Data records
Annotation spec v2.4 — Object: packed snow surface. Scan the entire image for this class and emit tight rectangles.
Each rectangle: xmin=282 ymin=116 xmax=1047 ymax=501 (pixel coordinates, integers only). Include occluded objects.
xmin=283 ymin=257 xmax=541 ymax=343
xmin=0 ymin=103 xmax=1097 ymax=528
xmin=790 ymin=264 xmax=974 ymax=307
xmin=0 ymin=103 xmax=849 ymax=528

**WRITTEN TASK**
Reproduce every line of the records above verbatim, with nothing changed.

**RESPONSE TO THIS EXERCISE**
Annotation spec v2.4 — Object: packed snow surface. Scan the entire image for this class and emit tight rectangles.
Each rectangle: xmin=282 ymin=116 xmax=1047 ymax=501 (pixel coordinates, integers only). Include occluded objects.
xmin=283 ymin=257 xmax=541 ymax=343
xmin=0 ymin=103 xmax=1097 ymax=528
xmin=790 ymin=264 xmax=974 ymax=307
xmin=0 ymin=103 xmax=849 ymax=528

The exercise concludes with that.